==== Извлечённый текст ====
Афродита у власти. Царствование Елизаветы Петровны - Евгений Анисимов
Шрифт:
Интервал:
Закладка:
Конечно, с паразитами боролись разными народными и заграничными средствами — порошками, травами. Тараканов морили холодом, открывая в лютые морозы окна и двери помещений, клопов казнили, обливая щели крутым кипятком. Сложнее было с мышами и крысами — их беготня, шуршание и писк за гобеленами и по углам беспокоили и пугали государыню. А этих тварей было очень много. Екатерина II вспоминала, что самым потрясающим зрелищем во время пожара Яузского дворца было несметное количество крыс и мышей, которые, несмотря на суету слуг, выносивших на улицу мебель и вещи, «спускались по лестнице гуськом, не слишком даже торопясь». В связи с засильем грызунов появилось несколько императорских указов о поощрении дворцового котоводства в России. 27 октября 1753 года Дворцовой канцелярии было предписано для Зимнего дворца «набрать… кошек до трехсот и, посадя оных в те новосделанные покои, в немедленном времени прикармливать и как прикормлены будут, то в те покои распустить, чтоб оные по прокормлении разбежаться не могли, которых набрать и покупкою исправить от той канцелярии и то число кошек содержать всегда при дворе Ее императорского величества непременно».
Через год в новом указе последовало уточнение: кошкам говядину и баранину более не отпускать, а «велеть для помянутых котов… отпускать в каждой день рябчиков и тетеревов по одному». С чем было связано изменение меню котов — науке неизвестно. Впрочем, с некоторыми из хвостатых «подданных» у государыни сложились хорошие отношения. Так, дважды было публично объявлено, что «сего апреля 3-го из Комнаты Ее величества пропал кот серый, большой, а приметы у него — лапы передние серые…».
Прокормить триста котов было, конечно, легче, чем содержать при дворе триста лейб-компанцев. После переворота 25 октября 1741 года награды посыпались прежде всего на участников мятежа. Те три сотни преображенцев, которые возвели государыню на престол, не желали растворяться в общей массе гвардейцев. Согласно сведениям из нескольких источников, они якобы остановили государыню при ее дневном, под клики приветствий, «занятии» Зимнего дворца и попросили создать из них особую роту, а самой стать ее капитаном. Государыня милостиво согласилась и 31 декабря 1741 года издала указ: «А гренадерскую роту Преображенского полка жалуем: определяем ей имя — Лейб-Компания, в которой капитанское место Мы, Наше Императорское Величество, соизволяем сами содержать и оною командовать, а в каком числе каких чинов оная Наша Лейб-Компания состоять имеет и какие ранги обер- и унтер-офицерам и рядовым мы всемилостивейше пожаловали, то следует при сем…» И далее следуют назначения: капитан-поручик считался отныне в ранге полного генерала (им стал принц Гессен-Гомбургский). Поручиков в ранге генерал-лейтенанта было двое (А. Г. Разумовский и М. И. Воронцов). Подпоручиками в ранге генерал-майоров стали братья А.И. и П. И. Шуваловы. Прапорщиком в ранге полковника считался Петр Грюнштейн. Все остальные солдаты получили также офицерские чины: сержанты — подполковников, капралы — капитанов и т. д.
==== Перечень материала ====
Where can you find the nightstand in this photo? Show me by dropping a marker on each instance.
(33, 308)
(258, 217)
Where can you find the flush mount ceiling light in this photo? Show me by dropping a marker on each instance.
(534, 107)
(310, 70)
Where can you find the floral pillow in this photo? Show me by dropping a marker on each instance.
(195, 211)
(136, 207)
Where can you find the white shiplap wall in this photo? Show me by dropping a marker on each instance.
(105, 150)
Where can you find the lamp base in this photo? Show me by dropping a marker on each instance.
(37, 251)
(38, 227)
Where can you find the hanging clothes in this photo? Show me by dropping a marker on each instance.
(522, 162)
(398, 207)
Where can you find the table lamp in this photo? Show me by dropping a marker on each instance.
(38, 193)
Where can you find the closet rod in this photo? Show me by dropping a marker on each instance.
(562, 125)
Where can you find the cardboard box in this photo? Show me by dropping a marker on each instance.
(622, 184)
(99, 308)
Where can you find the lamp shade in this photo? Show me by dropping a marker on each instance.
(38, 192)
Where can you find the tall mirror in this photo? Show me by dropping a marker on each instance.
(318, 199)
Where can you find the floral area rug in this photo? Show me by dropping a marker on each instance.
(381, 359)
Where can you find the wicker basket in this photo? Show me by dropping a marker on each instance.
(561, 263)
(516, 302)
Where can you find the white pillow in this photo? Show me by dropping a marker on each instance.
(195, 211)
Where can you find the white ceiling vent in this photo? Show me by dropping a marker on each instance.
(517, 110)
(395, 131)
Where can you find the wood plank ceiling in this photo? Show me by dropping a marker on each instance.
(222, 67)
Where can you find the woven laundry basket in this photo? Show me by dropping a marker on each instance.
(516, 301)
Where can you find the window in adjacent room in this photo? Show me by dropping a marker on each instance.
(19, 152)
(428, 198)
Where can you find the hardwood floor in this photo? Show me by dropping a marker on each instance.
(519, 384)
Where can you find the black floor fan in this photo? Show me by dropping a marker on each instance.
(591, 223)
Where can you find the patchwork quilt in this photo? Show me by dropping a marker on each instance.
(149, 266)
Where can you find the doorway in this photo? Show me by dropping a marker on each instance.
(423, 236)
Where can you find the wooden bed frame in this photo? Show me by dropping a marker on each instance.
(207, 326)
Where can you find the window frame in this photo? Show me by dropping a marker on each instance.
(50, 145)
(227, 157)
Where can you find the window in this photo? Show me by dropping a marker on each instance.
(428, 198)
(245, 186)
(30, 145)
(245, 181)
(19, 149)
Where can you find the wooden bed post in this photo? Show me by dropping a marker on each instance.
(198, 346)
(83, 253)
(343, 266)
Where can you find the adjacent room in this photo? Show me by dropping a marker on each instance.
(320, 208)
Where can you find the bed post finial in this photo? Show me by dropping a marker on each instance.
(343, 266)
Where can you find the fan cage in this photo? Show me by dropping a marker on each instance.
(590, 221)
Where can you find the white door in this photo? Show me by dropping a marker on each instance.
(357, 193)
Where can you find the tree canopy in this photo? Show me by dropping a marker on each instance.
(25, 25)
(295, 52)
====
## [Письменное задание A]
Сколько кошек, согласно извлечённому тексту, указ от 27 октября 1753 года велел набрать для Зимнего дворца?
## [Письменное задание B]
Изложите извлечённый текст в двух предложениях.
Опирайтесь только на извлечённый текст.

## [Результат задания A]
До трёхсот кошек.

## [Результат задания B]
Из-за множества мышей и крыс, тревоживших государыню, указом 1753 года для Зимнего дворца было велено набрать до трёхсот кошек, а через год им стали отпускать по рябчику и тетереву в день. Три сотни преображенцев, возведших государыню на престол, по их просьбе были выделены в особую роту под названием Лейб-Компания, капитаном которой стала сама императрица, а её офицеры получили ранги вплоть до генеральских, рядовые же солдаты получили офицерские чины.